» RECORDS SHOWN
━━━

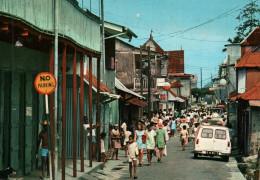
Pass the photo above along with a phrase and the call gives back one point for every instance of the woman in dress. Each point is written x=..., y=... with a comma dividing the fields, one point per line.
x=160, y=140
x=139, y=136
x=150, y=143
x=115, y=136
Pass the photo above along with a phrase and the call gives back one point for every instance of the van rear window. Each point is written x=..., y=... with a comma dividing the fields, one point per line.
x=207, y=133
x=220, y=134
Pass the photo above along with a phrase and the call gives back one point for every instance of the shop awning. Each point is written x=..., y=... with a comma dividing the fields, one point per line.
x=122, y=87
x=115, y=30
x=176, y=84
x=254, y=103
x=103, y=88
x=174, y=97
x=137, y=102
x=130, y=97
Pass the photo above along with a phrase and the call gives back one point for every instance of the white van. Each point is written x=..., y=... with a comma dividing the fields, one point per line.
x=211, y=140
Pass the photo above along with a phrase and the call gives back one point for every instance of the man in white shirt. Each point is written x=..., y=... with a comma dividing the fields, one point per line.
x=94, y=140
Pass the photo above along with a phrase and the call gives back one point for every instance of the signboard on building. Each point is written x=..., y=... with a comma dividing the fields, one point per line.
x=163, y=97
x=160, y=81
x=45, y=83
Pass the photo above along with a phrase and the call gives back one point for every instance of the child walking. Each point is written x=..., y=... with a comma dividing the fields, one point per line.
x=132, y=153
x=102, y=146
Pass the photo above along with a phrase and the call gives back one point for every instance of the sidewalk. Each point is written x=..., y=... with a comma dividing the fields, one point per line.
x=69, y=170
x=115, y=169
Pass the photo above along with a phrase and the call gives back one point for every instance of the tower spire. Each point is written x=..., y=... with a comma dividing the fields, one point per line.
x=151, y=35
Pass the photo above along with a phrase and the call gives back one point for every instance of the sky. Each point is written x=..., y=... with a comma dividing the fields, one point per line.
x=199, y=27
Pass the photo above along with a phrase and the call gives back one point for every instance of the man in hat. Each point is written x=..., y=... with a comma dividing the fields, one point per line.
x=43, y=137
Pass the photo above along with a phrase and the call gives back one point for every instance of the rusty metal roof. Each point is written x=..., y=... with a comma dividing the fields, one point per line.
x=251, y=94
x=176, y=84
x=176, y=61
x=254, y=103
x=253, y=38
x=180, y=75
x=157, y=47
x=103, y=87
x=249, y=60
x=137, y=102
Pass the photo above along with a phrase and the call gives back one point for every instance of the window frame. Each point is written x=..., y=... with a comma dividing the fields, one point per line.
x=215, y=135
x=207, y=133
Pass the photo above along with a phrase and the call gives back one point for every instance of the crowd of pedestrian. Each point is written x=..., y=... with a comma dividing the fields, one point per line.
x=151, y=136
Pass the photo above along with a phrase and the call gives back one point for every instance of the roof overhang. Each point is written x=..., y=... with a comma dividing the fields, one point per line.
x=254, y=103
x=121, y=87
x=115, y=30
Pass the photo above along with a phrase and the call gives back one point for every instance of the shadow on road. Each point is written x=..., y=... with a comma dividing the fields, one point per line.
x=207, y=158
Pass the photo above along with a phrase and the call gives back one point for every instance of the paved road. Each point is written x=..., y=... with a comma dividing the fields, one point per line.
x=180, y=165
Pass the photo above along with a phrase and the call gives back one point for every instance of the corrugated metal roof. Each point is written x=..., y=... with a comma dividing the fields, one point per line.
x=249, y=60
x=113, y=29
x=251, y=94
x=176, y=61
x=122, y=87
x=38, y=14
x=253, y=38
x=176, y=84
x=137, y=102
x=157, y=47
x=103, y=87
x=179, y=75
x=254, y=103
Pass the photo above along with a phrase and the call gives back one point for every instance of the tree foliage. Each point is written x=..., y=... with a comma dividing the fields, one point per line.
x=248, y=19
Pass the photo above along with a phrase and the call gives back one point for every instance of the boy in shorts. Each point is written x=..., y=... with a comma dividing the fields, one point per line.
x=102, y=146
x=132, y=149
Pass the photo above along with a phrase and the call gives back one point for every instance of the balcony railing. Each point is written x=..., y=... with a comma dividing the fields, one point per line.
x=137, y=83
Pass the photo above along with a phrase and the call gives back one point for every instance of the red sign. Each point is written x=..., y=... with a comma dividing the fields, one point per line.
x=163, y=97
x=220, y=105
x=45, y=83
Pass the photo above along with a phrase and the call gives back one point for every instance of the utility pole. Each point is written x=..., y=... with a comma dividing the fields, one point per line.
x=141, y=75
x=212, y=94
x=228, y=77
x=149, y=83
x=103, y=42
x=200, y=82
x=56, y=30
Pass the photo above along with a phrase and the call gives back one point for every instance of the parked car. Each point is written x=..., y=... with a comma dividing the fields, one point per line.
x=212, y=140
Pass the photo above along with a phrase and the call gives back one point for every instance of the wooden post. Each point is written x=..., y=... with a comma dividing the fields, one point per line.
x=75, y=114
x=98, y=110
x=51, y=148
x=149, y=84
x=63, y=111
x=82, y=113
x=90, y=111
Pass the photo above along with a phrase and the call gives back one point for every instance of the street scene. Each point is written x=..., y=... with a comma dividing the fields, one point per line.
x=117, y=89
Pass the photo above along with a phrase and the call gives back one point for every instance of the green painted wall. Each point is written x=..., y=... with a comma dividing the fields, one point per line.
x=39, y=13
x=21, y=107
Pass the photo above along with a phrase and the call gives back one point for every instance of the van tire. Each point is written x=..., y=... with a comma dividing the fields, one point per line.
x=196, y=155
x=226, y=158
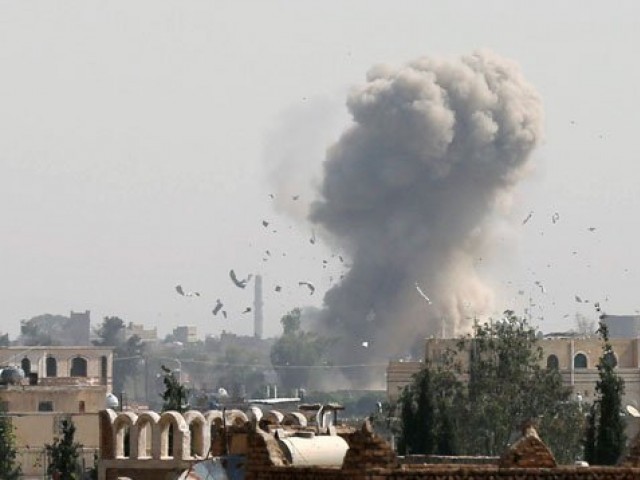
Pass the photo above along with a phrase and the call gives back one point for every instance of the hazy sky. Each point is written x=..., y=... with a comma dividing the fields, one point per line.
x=139, y=143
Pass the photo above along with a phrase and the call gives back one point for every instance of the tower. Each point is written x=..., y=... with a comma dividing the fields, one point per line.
x=257, y=308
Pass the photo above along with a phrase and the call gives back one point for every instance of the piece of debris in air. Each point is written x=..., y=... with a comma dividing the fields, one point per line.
x=217, y=308
x=181, y=291
x=240, y=283
x=309, y=286
x=422, y=294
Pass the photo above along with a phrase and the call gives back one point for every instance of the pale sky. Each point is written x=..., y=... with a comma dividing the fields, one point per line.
x=139, y=143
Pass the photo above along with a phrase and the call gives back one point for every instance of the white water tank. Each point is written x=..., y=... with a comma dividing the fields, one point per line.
x=314, y=450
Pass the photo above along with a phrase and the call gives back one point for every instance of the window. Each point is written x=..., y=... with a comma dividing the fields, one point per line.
x=580, y=361
x=52, y=367
x=103, y=366
x=78, y=367
x=552, y=362
x=26, y=366
x=45, y=406
x=610, y=359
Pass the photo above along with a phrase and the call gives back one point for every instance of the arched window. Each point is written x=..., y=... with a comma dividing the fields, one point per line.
x=610, y=359
x=552, y=362
x=52, y=367
x=104, y=363
x=580, y=361
x=78, y=367
x=26, y=366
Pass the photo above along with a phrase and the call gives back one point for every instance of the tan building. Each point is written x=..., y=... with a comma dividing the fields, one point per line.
x=185, y=334
x=575, y=358
x=59, y=383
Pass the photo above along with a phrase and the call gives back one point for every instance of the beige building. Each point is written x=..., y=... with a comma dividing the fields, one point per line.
x=575, y=358
x=185, y=334
x=59, y=383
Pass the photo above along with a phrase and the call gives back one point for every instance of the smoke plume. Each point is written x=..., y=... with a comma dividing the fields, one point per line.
x=408, y=191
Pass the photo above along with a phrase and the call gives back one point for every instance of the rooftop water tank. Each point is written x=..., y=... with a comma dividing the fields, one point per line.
x=314, y=450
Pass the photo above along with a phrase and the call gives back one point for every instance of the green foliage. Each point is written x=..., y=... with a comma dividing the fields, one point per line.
x=9, y=469
x=605, y=439
x=127, y=353
x=175, y=394
x=64, y=454
x=296, y=348
x=474, y=399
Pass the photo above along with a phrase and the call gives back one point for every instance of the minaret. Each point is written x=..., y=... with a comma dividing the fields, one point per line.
x=257, y=308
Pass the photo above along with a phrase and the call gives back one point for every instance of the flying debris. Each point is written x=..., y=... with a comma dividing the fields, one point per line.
x=217, y=308
x=422, y=294
x=309, y=286
x=239, y=283
x=181, y=291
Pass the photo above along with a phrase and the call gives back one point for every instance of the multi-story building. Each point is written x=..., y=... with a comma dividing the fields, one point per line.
x=573, y=355
x=185, y=334
x=59, y=383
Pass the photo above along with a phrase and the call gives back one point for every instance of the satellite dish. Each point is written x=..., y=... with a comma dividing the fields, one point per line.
x=633, y=411
x=112, y=401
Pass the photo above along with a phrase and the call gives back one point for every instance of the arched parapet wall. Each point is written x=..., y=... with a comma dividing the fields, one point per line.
x=274, y=417
x=107, y=434
x=181, y=438
x=123, y=421
x=294, y=419
x=140, y=437
x=236, y=418
x=200, y=433
x=214, y=418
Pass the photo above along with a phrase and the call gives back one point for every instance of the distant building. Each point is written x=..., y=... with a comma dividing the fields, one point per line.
x=574, y=357
x=622, y=326
x=146, y=335
x=185, y=334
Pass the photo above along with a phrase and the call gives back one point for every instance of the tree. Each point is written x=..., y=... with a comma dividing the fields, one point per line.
x=9, y=469
x=493, y=380
x=64, y=453
x=175, y=394
x=127, y=352
x=294, y=350
x=605, y=438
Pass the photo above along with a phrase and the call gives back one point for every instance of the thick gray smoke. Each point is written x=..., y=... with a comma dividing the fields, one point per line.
x=408, y=190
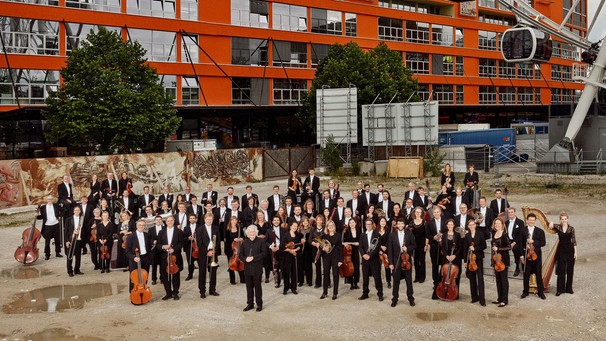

━━━

» EXERCISE
Set down exactly and only the lines from the line that contains "of the thick" through the last line of the entries above, with both of those lines included and the pictures left out.

» YOUR SOLUTION
Pass the photo above along with a phrase and the call gives back one point for every instance of the thick gray smoke. Each point is written x=..., y=... with a comma dividing the fields, one point per line.
x=408, y=190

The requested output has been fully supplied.